◆ Potongan Dokumen:
————————
Umat Perjanjian Lama memiliki kesibukan hidup, yang fokusnya hanya makan-minum, negeri yang jaya dan makmur. Tetapi bagi umat Perjanjian Baru, negerinya adalah langit baru bumi baru. Asal ada makanan, pakaian, cukup. Orientasinya benar-benar rohani. Umat Perjanjian Lama, hukumnya 10 Perintah Allah; Dekalog. Tetapi kita, hukumnya Tuhan sendiri; perasaan Tuhan, pikiran Tuhan. Makanya kita harus memiliki pikiran dan perasaan Allah.
Banyak orang Kristen yang masih hidup dalam suasana Perjanjian Lama, seperti bangsa Israel. Tidak heran, banyak khotbah yang dikutip dari Perjanjian Lama, seakan-akan kita bisa berimitasi dengan umat Perjanjian Lama. Kita bisa mengambil banyak pelajaran rohani dari umat Perjanjian Lama, tetapi puncak, pusat, episentrumnya yaitu Perjanjian Baru. Kemudian akan terarah pada diri Yesus sebagai teladan dan tujuan hidup kita. Serupa dengan Yesus itu bukan karunia, melainkan perjuangan.
————————
◆ Petunjuk Latihan:
1. Dalam teks tentang Perjanjian Lama dan Perjanjian Baru, apa hukum yang berlaku bagi umat Perjanjian Lama?
2. Tentukan apakah setiap pernyataan berikut sesuai dengan teks tentang Perjanjian Lama dan Perjanjian Baru. Jawab ya atau tidak, lalu kutip kata-kata teks yang menjadi dasarnya.
(a) Bagi umat Perjanjian Baru, negerinya adalah langit baru bumi baru.
(b) Serupa dengan Yesus merupakan sebuah karunia.
(c) Tidak ada pelajaran rohani yang dapat diambil dari umat Perjanjian Lama.
3. Lanjutkan teks tentang Perjanjian Lama dan Perjanjian Baru, dimulai setelah kalimat terakhirnya.

◆ Data Hasil Ekstraksi:
————————
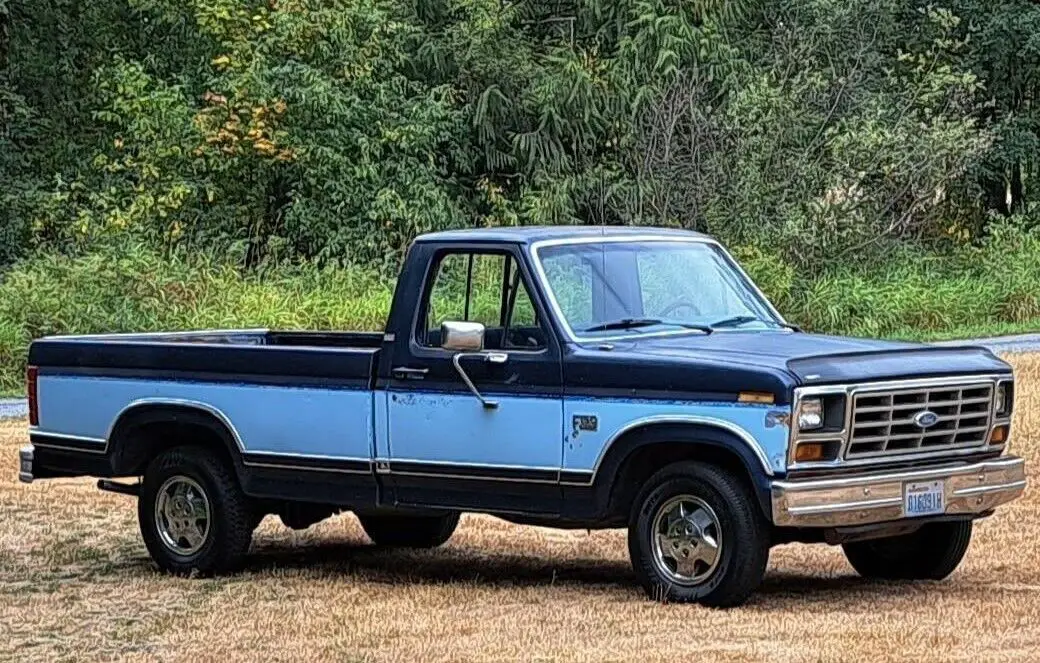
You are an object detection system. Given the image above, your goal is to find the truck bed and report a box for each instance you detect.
[29,329,383,388]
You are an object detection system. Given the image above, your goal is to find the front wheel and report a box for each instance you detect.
[358,511,459,548]
[137,447,257,576]
[628,462,770,608]
[841,521,971,580]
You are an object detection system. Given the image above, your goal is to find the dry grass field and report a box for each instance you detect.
[0,355,1040,663]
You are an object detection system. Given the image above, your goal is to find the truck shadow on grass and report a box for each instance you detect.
[233,542,894,608]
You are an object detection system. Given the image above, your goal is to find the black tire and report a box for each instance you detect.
[628,461,770,608]
[137,447,258,576]
[358,511,459,548]
[841,521,971,580]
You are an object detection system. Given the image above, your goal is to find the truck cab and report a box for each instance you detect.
[20,227,1025,606]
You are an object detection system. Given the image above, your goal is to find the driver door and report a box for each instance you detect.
[387,246,563,513]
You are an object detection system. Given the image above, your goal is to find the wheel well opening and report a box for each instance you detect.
[609,442,755,521]
[111,414,235,476]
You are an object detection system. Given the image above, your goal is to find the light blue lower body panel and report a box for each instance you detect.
[564,398,790,474]
[38,375,374,460]
[387,392,563,470]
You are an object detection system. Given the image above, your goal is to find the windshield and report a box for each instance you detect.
[537,240,782,338]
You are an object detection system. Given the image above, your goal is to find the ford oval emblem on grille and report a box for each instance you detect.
[913,409,939,428]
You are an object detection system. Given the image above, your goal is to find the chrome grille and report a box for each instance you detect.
[846,382,993,458]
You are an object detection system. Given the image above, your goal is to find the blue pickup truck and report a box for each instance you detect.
[20,228,1025,606]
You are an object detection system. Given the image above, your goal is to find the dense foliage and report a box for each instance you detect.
[6,0,1040,270]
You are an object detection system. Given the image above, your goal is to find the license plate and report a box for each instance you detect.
[903,481,946,518]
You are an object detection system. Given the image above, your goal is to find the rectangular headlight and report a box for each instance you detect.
[993,380,1015,417]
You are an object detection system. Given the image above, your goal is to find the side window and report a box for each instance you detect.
[542,254,595,329]
[418,253,545,349]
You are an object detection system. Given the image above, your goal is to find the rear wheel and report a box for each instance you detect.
[628,462,770,607]
[137,447,256,575]
[358,511,459,548]
[842,521,971,580]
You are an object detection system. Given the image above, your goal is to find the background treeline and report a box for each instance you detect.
[0,0,1040,388]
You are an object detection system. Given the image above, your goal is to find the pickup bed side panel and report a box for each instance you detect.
[34,374,373,466]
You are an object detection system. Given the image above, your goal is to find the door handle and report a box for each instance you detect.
[390,366,430,380]
[451,352,510,409]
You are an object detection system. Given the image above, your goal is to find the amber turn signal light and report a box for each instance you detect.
[795,442,827,462]
[736,392,776,405]
[989,426,1008,445]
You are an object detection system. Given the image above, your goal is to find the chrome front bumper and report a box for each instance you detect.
[18,446,32,483]
[773,456,1025,527]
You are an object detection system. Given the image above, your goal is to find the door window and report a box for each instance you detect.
[417,253,545,350]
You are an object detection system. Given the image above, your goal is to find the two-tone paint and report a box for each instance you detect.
[29,229,1010,525]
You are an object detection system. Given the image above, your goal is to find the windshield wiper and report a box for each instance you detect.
[581,318,711,334]
[710,315,802,332]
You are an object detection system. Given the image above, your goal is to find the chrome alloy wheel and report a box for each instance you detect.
[651,495,722,586]
[155,475,211,557]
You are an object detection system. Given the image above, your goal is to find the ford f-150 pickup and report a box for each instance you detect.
[20,227,1025,606]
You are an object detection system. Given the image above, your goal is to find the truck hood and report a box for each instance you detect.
[574,330,1011,391]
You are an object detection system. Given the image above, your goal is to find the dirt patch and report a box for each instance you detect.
[0,355,1040,663]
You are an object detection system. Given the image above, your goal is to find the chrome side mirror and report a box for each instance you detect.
[441,321,485,352]
[441,321,510,409]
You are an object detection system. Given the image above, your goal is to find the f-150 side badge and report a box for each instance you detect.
[573,415,599,437]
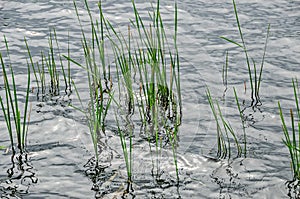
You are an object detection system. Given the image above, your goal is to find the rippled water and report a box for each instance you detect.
[0,0,300,198]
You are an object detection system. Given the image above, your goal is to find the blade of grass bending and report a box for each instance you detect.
[22,62,30,149]
[278,102,297,173]
[53,29,69,92]
[24,37,40,89]
[206,88,227,158]
[233,87,247,157]
[0,53,14,151]
[256,24,270,96]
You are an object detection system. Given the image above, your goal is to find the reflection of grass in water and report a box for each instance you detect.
[221,0,270,106]
[278,79,300,180]
[0,37,30,153]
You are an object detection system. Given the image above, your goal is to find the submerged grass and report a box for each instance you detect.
[221,0,270,106]
[0,37,30,153]
[278,79,300,180]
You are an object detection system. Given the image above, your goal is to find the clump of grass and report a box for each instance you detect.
[278,79,300,180]
[106,1,182,180]
[206,88,243,158]
[0,37,30,153]
[25,29,72,100]
[116,111,133,184]
[64,0,113,167]
[221,0,270,106]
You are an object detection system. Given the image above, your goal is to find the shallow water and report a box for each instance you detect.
[0,0,300,198]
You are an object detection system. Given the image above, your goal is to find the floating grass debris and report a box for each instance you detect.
[0,37,30,153]
[221,0,270,106]
[278,79,300,180]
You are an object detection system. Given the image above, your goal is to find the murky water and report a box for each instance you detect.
[0,0,300,198]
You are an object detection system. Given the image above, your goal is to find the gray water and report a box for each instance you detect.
[0,0,300,198]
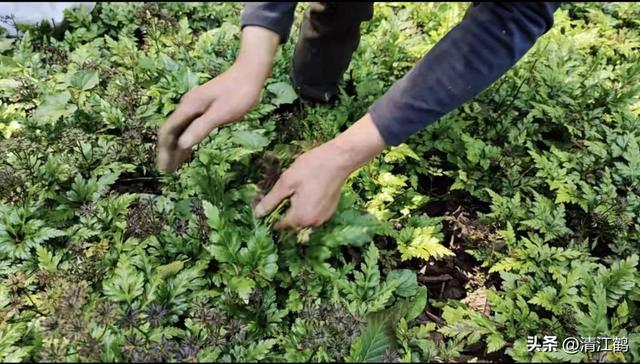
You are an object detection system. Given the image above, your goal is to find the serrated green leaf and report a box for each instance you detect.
[267,81,298,106]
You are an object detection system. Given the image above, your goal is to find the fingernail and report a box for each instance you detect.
[178,136,193,149]
[253,203,264,217]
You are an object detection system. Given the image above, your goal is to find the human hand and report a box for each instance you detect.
[158,27,279,171]
[254,114,386,229]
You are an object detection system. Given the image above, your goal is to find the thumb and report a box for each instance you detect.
[178,102,235,149]
[253,176,294,217]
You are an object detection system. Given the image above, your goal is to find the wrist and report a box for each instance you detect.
[328,114,386,176]
[232,26,280,86]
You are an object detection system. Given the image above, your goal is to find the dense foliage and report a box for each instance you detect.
[0,3,640,362]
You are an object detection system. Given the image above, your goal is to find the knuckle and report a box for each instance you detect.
[297,215,320,226]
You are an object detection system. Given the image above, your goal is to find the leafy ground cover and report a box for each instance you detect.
[0,3,640,362]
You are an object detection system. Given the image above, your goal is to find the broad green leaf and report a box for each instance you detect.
[103,257,144,304]
[387,269,418,297]
[267,82,298,106]
[233,130,269,150]
[156,260,184,278]
[229,277,256,302]
[33,91,78,124]
[71,71,100,91]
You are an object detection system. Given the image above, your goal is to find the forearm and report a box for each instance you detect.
[369,3,559,145]
[240,2,297,43]
[329,114,387,175]
[234,26,280,86]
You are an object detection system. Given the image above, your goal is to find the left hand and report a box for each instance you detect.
[255,143,350,229]
[254,114,386,229]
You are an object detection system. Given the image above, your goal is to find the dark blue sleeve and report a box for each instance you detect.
[369,2,560,145]
[240,2,297,44]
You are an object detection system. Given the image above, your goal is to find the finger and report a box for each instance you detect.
[158,104,201,171]
[178,102,234,149]
[254,176,293,217]
[273,207,298,230]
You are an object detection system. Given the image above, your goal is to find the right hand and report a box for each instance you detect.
[158,64,262,171]
[158,26,280,172]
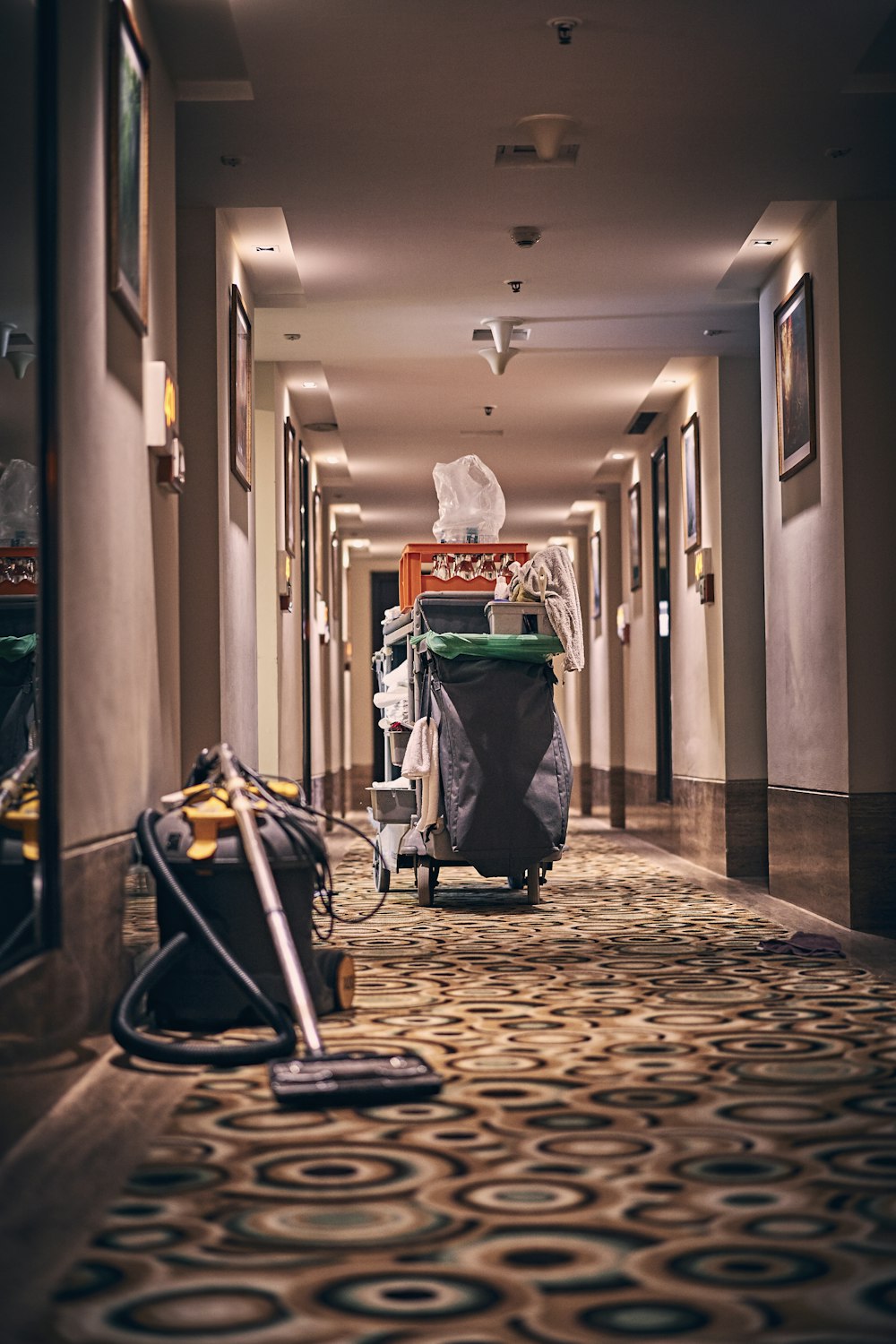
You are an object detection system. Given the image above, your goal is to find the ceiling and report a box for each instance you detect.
[149,0,896,554]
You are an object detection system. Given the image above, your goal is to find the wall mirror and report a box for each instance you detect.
[0,0,57,973]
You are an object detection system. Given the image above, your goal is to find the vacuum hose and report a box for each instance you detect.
[111,809,296,1069]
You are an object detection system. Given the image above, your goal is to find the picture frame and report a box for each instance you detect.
[312,486,323,599]
[629,481,641,593]
[106,0,149,336]
[591,532,600,621]
[229,285,253,491]
[775,273,818,481]
[283,416,296,559]
[681,411,700,556]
————————
◆ Jawaban Latihan:
1. Hukum umat Perjanjian Lama adalah 10 Perintah Allah, yaitu Dekalog.

2.
(a) Ya: "Tetapi bagi umat Perjanjian Baru, negerinya adalah langit baru bumi baru."
(b) Tidak: "Serupa dengan Yesus itu bukan karunia, melainkan perjuangan."
(c) Tidak: "Kita bisa mengambil banyak pelajaran rohani dari umat Perjanjian Lama"

3.
Banyak orang Kristen bisa diibaratkan seperti kontraktor yang jahat. Seorang kontraktor yang jahat, menerima uang pembayaran untuk membangun suatu rumah atau gedung tetapi tidak mengerjakan tugasnya. Yesus sudah mati di kayu salib, kita diberi Roh Kudus, dosa kita diampuni, kita telah ditebus. Ini bisa dianggap sebagai modal untuk menjadi serupa Yesus, tetapi kita tidak mengerjakan apa-apa. Sebenarnya Tuhan membekali kita dengan kuasa dan pengampunan dosa. Itu mahal sekali harganya.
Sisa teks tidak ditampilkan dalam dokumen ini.